Material provided Start Marker

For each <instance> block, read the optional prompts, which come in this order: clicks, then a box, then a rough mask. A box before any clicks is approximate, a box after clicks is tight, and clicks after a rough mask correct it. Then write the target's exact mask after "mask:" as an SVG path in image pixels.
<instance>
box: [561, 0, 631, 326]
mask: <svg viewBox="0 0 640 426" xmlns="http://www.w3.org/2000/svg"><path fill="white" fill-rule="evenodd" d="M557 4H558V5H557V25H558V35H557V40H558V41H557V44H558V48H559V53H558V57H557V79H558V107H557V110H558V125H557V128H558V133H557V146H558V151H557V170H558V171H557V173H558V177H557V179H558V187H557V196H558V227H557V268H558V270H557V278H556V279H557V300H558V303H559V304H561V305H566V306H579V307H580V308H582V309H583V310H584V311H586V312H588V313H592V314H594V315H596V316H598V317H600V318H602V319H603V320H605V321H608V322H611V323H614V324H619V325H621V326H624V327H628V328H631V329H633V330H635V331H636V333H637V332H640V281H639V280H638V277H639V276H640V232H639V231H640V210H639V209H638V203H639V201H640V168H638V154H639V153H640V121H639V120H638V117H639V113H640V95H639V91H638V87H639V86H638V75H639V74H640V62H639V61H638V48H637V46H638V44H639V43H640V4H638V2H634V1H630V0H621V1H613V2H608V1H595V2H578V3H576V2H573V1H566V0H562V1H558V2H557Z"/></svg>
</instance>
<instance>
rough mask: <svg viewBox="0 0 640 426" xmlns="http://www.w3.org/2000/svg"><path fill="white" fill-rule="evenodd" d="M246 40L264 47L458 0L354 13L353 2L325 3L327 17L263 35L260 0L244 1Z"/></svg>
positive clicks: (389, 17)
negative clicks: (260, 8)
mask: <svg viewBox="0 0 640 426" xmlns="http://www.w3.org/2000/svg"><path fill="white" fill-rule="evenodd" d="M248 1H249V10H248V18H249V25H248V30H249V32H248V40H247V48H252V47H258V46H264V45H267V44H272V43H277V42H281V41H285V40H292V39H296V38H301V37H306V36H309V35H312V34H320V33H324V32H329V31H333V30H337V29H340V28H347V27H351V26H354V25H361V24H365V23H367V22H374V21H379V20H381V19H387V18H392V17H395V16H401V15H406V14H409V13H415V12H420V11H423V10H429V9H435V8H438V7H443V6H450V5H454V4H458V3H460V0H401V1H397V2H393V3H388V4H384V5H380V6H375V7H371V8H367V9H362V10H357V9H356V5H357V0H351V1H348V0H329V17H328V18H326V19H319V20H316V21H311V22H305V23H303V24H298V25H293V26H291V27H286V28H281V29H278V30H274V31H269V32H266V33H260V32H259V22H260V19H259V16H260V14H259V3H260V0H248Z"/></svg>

Material provided End Marker

_Problem requirements_
Can you rewrite the lines running from the start of the records above through the line holding "box: [561, 0, 631, 326]", inclusive, switching "rough mask" to "coarse mask" and leaving everything else unchanged?

_Task result_
For each <instance> block, read the optional prompts, which come in this order: clicks, then a box, then a coarse mask. A box before any clicks is approximate, a box after clicks is tight, and clicks after a coarse mask correct it. Then write the target's exact mask after "mask:" as an SVG path in image pixels.
<instance>
box: [561, 0, 631, 326]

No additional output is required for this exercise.